### 书面练习
找出下列记录中含有字符串“green”的每一行，并将这些行逐一照录。

[数据集条目]
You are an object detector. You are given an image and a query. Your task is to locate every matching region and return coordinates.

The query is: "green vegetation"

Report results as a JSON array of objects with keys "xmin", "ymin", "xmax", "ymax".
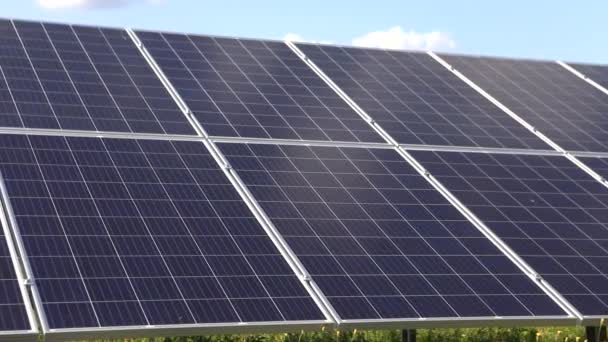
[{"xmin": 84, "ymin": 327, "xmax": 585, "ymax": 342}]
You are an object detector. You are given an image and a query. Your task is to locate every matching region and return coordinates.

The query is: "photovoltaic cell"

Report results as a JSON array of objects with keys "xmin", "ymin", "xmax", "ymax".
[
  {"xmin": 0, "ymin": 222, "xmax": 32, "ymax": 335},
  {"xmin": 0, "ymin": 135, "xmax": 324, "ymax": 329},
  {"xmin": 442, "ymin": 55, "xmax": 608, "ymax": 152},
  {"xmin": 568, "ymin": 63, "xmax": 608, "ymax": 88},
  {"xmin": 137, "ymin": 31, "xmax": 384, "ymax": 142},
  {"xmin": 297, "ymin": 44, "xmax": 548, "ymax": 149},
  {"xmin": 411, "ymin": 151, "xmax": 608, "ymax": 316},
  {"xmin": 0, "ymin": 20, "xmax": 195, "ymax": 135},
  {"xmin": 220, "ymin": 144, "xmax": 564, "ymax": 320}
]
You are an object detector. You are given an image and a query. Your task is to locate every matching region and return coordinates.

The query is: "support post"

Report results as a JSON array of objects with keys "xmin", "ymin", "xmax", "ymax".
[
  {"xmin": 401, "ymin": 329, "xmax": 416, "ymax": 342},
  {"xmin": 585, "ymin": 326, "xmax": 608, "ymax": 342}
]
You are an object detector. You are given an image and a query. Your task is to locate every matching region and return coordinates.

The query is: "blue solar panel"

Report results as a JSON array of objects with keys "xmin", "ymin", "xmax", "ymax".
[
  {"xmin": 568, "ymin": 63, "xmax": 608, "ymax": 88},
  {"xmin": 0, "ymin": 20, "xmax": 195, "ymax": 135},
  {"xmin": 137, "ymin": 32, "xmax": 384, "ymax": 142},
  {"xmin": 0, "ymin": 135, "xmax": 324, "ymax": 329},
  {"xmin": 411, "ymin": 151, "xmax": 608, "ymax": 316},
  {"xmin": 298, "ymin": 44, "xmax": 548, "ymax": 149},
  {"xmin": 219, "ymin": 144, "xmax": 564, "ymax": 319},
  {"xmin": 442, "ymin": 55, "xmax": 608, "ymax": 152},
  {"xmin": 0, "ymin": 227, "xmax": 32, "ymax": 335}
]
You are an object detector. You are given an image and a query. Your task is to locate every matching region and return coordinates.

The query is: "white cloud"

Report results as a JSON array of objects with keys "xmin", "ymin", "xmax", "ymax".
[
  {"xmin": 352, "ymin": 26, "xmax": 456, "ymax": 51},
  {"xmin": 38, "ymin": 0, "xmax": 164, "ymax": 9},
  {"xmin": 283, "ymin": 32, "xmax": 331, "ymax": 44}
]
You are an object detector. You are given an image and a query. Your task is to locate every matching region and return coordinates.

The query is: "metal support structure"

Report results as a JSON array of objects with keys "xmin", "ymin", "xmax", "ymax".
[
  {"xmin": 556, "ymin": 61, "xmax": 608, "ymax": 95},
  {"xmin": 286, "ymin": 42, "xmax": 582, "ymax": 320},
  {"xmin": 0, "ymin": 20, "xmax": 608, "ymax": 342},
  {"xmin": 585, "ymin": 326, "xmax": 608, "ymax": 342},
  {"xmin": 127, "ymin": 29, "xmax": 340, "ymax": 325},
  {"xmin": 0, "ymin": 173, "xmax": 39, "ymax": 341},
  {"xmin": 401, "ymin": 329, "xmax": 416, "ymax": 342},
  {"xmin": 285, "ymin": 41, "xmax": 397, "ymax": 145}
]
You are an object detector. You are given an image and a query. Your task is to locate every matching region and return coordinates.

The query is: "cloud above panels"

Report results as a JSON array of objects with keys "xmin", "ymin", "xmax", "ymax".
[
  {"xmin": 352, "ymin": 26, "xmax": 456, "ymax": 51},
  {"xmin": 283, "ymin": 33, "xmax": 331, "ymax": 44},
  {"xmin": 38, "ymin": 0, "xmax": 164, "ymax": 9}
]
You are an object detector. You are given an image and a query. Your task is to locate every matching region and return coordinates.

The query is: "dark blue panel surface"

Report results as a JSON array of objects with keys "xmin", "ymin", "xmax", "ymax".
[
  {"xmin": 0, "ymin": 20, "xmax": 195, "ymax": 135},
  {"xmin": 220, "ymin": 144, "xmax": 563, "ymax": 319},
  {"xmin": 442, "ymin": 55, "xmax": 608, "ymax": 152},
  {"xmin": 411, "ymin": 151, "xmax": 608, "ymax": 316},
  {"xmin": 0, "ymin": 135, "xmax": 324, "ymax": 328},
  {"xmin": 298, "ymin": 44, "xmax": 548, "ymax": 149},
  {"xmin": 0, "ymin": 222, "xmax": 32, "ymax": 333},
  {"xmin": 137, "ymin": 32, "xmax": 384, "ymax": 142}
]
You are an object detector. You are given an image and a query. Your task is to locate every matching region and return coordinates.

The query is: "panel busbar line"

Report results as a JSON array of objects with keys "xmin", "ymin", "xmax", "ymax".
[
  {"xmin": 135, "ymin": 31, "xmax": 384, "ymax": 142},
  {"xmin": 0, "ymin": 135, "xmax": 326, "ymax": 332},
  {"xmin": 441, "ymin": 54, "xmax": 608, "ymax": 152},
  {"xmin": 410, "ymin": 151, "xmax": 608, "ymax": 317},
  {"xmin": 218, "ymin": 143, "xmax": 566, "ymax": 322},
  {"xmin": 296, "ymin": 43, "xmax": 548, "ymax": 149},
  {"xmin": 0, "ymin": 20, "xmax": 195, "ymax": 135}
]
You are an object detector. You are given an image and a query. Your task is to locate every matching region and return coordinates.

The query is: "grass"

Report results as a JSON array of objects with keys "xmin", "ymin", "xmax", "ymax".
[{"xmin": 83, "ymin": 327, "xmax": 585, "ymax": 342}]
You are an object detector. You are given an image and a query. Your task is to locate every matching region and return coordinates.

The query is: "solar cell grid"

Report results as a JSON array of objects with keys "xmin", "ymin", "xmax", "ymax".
* * *
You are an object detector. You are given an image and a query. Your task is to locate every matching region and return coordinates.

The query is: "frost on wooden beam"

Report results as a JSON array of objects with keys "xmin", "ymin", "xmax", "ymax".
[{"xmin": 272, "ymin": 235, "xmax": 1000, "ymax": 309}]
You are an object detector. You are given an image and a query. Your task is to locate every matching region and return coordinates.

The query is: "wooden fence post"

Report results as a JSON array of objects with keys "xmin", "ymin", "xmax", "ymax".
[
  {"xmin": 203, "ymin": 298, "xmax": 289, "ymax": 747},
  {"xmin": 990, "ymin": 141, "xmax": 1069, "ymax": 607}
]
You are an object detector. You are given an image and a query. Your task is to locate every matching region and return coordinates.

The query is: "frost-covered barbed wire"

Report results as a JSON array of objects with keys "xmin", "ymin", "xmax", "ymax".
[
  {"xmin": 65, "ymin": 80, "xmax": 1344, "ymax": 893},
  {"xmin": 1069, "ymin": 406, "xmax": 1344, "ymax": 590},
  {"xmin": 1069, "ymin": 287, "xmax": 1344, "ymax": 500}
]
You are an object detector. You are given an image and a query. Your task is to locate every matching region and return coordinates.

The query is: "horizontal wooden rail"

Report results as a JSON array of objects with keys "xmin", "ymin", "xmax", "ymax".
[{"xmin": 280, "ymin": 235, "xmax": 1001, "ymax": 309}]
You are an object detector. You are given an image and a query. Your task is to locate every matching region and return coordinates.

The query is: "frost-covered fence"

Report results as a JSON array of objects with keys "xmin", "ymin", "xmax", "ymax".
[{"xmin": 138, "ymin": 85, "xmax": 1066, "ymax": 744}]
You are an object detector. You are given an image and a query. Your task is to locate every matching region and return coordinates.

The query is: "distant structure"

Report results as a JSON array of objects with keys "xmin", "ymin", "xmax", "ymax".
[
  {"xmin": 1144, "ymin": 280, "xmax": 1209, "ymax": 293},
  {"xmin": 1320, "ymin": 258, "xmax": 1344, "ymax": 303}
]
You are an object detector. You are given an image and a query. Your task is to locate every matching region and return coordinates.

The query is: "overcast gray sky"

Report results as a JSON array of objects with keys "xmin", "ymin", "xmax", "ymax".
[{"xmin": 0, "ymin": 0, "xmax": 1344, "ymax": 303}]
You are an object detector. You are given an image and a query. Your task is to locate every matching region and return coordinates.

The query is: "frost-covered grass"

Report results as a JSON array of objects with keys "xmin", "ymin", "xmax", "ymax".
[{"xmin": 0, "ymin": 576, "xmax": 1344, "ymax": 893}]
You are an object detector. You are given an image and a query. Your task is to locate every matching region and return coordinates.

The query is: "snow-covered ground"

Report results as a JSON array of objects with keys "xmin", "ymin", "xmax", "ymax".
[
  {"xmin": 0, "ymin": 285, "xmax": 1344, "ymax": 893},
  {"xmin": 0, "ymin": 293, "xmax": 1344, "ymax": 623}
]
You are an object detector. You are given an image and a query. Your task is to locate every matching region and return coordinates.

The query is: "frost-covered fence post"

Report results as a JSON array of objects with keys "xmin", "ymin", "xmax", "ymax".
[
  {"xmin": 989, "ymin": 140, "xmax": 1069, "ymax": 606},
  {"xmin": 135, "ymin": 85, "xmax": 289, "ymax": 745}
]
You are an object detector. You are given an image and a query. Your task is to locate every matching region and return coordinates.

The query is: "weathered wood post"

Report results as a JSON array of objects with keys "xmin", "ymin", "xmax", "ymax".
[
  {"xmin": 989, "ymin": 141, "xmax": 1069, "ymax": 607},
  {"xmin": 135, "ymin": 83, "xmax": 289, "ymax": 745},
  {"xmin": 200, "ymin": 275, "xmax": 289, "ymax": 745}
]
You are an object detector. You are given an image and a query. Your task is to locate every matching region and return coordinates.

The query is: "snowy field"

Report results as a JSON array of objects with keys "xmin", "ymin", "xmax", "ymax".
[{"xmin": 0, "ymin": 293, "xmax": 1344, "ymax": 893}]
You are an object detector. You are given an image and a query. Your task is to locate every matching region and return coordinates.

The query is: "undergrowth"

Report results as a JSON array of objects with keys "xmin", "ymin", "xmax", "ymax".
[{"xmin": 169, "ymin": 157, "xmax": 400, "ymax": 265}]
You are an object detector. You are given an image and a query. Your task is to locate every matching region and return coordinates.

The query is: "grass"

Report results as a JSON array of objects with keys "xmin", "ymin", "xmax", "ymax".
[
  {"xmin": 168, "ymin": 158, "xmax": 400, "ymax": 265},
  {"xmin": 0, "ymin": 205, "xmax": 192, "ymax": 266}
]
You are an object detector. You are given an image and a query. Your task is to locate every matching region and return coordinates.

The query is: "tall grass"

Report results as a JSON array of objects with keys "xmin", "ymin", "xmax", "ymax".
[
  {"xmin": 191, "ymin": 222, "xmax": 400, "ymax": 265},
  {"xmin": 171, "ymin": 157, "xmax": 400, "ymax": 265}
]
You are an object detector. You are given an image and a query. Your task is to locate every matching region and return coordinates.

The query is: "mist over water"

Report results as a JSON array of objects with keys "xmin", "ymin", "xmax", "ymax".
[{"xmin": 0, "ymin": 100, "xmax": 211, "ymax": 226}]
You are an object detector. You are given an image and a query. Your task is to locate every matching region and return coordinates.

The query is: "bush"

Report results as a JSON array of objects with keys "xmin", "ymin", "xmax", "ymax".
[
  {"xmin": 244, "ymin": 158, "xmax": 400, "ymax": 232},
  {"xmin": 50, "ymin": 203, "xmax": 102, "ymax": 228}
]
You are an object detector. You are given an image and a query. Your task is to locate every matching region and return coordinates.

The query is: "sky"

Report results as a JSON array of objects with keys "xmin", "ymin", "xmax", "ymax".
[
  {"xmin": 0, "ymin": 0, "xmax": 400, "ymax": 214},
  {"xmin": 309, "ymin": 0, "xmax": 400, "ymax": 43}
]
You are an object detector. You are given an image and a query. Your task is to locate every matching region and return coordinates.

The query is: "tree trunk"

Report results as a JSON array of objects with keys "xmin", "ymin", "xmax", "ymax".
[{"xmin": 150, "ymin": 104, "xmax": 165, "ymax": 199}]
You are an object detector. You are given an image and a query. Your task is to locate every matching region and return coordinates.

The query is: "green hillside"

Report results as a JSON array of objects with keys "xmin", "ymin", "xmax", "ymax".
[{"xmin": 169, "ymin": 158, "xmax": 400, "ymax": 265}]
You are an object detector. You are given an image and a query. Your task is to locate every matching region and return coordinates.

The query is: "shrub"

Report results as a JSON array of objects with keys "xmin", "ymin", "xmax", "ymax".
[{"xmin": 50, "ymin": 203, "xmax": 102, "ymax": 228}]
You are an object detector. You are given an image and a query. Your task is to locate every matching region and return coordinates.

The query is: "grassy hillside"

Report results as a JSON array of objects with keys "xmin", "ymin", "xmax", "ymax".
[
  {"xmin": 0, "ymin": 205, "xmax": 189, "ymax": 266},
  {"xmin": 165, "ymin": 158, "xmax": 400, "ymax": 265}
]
...
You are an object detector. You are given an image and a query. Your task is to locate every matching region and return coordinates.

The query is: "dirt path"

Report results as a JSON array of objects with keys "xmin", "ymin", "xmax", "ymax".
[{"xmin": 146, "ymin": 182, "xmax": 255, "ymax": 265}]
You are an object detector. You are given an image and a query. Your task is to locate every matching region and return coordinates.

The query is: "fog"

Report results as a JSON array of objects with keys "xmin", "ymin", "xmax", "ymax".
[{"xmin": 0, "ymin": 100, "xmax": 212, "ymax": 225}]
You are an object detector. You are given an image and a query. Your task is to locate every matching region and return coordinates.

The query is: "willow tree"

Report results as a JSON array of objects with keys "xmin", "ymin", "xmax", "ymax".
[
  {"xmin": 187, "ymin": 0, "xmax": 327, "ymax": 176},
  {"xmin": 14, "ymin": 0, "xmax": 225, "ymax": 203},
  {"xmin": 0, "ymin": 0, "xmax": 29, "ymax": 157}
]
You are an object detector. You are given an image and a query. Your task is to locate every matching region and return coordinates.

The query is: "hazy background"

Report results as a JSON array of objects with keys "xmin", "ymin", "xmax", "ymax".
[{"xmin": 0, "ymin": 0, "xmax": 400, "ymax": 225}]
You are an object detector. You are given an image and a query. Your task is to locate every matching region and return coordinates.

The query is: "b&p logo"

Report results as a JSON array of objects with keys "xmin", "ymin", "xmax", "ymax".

### 本题解答
The query is: "green vegetation"
The query is: "green hillside"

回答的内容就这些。